**Directions:**
Looking through the entries, count each line where the string "forearm" occurs, and write only the total.

[Point localization data]
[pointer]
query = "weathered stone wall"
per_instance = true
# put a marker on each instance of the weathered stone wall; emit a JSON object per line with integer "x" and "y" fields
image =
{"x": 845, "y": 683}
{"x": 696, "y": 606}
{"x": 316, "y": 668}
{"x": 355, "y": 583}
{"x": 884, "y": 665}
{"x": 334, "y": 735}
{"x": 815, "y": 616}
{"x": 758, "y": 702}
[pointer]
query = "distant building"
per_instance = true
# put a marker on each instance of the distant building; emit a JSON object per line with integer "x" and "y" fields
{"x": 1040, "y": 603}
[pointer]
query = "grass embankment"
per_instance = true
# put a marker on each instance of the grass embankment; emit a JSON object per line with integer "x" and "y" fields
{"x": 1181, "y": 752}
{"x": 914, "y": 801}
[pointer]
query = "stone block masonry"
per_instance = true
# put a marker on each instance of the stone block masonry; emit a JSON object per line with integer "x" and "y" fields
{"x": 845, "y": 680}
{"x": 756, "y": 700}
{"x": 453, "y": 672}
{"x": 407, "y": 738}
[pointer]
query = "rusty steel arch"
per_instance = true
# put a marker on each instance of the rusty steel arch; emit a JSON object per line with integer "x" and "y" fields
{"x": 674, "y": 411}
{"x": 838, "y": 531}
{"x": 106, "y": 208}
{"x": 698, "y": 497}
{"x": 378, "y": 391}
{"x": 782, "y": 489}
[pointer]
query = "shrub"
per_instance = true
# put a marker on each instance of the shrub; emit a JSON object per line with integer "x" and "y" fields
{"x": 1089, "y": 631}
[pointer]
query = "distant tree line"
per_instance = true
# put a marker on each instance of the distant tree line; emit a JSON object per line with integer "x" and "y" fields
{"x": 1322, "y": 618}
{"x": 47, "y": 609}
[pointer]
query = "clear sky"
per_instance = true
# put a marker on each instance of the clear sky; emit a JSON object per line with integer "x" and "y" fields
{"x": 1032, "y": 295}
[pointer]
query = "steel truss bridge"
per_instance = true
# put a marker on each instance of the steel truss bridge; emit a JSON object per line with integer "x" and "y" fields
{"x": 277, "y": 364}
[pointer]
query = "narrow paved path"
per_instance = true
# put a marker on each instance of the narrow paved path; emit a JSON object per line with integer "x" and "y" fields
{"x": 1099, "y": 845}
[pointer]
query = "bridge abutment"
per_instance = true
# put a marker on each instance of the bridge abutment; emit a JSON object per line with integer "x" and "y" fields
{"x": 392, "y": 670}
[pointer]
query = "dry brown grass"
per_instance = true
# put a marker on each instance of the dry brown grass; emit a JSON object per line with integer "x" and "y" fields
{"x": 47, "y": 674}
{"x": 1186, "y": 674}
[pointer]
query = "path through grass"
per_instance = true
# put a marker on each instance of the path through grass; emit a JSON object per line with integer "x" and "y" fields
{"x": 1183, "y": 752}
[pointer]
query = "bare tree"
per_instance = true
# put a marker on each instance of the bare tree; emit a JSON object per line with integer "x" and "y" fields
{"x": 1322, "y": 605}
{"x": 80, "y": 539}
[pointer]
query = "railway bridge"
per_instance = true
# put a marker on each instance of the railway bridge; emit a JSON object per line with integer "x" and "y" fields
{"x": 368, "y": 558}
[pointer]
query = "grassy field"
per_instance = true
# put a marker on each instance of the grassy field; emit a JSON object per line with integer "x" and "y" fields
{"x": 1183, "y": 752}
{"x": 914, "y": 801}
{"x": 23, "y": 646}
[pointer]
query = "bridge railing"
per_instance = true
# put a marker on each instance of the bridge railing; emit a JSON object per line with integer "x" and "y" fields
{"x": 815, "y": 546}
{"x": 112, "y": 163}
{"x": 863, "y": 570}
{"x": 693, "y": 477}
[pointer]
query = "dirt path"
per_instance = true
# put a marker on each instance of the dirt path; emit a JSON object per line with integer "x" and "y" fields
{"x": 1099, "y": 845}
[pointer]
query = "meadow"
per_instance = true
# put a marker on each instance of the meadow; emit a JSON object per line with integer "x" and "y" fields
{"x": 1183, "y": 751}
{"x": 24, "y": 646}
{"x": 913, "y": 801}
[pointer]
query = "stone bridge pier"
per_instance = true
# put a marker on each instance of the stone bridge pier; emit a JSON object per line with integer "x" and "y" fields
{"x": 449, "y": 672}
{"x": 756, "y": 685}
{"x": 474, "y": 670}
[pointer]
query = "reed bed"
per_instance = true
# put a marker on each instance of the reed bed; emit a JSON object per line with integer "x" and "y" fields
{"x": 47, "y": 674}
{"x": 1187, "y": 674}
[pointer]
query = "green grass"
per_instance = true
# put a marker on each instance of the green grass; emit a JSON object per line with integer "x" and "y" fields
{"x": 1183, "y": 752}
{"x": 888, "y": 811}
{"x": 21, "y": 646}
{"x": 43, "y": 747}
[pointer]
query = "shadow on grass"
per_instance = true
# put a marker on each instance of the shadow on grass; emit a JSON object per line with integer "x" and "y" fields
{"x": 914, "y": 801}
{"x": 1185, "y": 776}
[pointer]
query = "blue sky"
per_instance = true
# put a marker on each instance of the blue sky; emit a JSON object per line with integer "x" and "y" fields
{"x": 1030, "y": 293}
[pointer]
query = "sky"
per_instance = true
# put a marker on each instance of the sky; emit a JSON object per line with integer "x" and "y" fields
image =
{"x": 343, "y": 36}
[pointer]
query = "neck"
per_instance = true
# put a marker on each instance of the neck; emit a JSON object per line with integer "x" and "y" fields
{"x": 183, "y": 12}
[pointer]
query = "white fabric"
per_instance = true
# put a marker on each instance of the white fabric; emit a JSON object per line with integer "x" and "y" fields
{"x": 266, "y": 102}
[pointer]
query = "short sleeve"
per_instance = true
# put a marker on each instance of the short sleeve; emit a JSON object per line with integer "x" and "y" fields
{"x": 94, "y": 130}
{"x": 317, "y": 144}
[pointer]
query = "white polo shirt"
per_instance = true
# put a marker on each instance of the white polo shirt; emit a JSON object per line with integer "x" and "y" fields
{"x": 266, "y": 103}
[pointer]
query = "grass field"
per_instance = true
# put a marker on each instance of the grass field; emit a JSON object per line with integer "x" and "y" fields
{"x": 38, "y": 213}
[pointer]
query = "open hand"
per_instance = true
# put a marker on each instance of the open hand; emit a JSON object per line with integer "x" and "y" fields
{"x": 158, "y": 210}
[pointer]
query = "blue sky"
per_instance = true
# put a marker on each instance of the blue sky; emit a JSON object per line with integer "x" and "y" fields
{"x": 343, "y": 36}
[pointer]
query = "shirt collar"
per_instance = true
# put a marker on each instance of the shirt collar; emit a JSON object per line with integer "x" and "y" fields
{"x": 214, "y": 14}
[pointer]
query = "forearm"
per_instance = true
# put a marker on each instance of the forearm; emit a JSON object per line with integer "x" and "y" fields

**Written solution:**
2